*Exercise prompt*
The response should be the records below, repeated exactly, with each picture left out.

*Exercise material*
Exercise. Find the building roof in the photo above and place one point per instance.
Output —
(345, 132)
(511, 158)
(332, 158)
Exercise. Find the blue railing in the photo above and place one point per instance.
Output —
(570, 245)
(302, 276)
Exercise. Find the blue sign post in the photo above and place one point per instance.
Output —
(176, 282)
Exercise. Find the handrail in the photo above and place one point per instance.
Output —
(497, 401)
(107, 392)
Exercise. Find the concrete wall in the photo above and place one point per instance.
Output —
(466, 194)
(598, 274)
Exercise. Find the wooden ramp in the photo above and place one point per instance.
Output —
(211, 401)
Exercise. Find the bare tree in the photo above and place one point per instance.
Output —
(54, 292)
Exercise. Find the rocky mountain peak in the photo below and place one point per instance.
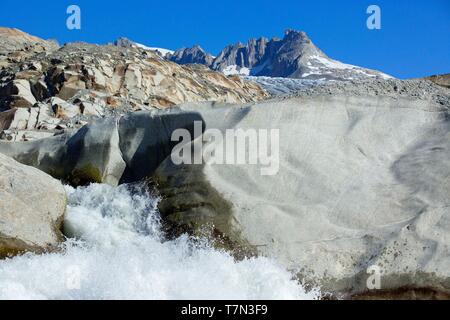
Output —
(294, 56)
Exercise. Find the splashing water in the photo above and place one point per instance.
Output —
(120, 254)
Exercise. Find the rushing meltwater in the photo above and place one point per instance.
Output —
(117, 251)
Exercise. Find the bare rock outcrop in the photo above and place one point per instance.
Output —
(68, 87)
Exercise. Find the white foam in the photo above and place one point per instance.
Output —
(120, 254)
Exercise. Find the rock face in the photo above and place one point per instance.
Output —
(68, 87)
(17, 46)
(294, 56)
(32, 206)
(362, 179)
(441, 80)
(191, 55)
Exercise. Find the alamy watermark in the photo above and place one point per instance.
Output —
(233, 147)
(73, 22)
(374, 280)
(374, 20)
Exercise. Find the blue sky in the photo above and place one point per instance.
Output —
(414, 40)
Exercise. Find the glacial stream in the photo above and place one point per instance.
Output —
(120, 253)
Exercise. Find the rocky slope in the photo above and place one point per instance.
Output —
(16, 46)
(49, 90)
(32, 209)
(441, 80)
(294, 56)
(362, 180)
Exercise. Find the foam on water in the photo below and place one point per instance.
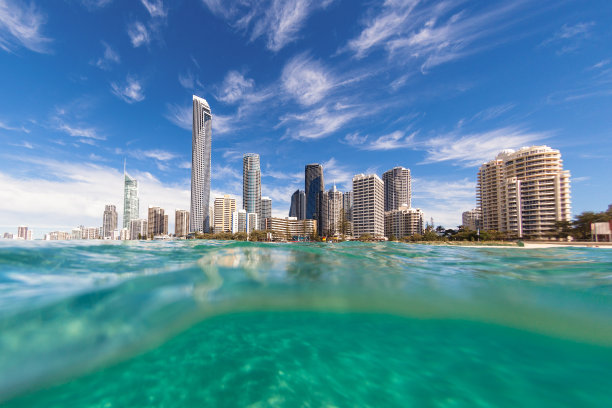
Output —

*Task solution*
Exercise. Find the building roof in the photo above and place one point per instance.
Output —
(345, 132)
(511, 158)
(332, 158)
Exercise. Find the blue railing in the photo above and place one point per instance.
Output —
(570, 245)
(302, 276)
Exercise. Find the blue sign post in the photo above and place one point per instance.
Output —
(176, 282)
Exercise. Find the handrail in the photo above and place one point per instance.
Output —
(497, 401)
(107, 392)
Exercise. Find the concrete wall in the photo above and place one point per instance.
Output —
(466, 194)
(598, 274)
Exercise. Find the wooden ramp in the photo above and place one point per instance.
Output —
(211, 401)
Exercise. Find the bare tree in the photo above and place one point per instance.
Output —
(54, 292)
Exercise. Find the rocky mountain peak in the photo below and place one point per instance.
Output —
(294, 56)
Exercise. Find the splashing water in the photo above and place one point per instance.
Output —
(120, 254)
Exercise. Find the rushing meltwater in the photo above and place one point per instance.
Output —
(117, 251)
Exercise. Find the bare rock outcrop in the photo above and place one point per instance.
Output —
(68, 87)
Exercise. Find the white foam in the photo above and place one point per instance.
Output —
(120, 254)
Exercise. Find the rock face in the photo above and place one point per instance.
Output —
(68, 87)
(17, 46)
(294, 56)
(32, 206)
(362, 179)
(441, 80)
(191, 55)
Exercise. Find the alamy watermark in the photo above and place one point per instance.
Output —
(233, 147)
(73, 22)
(374, 280)
(374, 20)
Exercise. Find the blue sky in the photo above and place one point per instance.
Output —
(414, 40)
Exercise. Find the glacial stream in the photo above and place one point per instance.
Output —
(120, 253)
Exercise. Find the rocky slope in the photo above and place one point per instance.
Output —
(16, 46)
(49, 90)
(32, 209)
(441, 80)
(294, 56)
(362, 180)
Exercise. Find the foam on water in the photo below and place one point per instance.
Output —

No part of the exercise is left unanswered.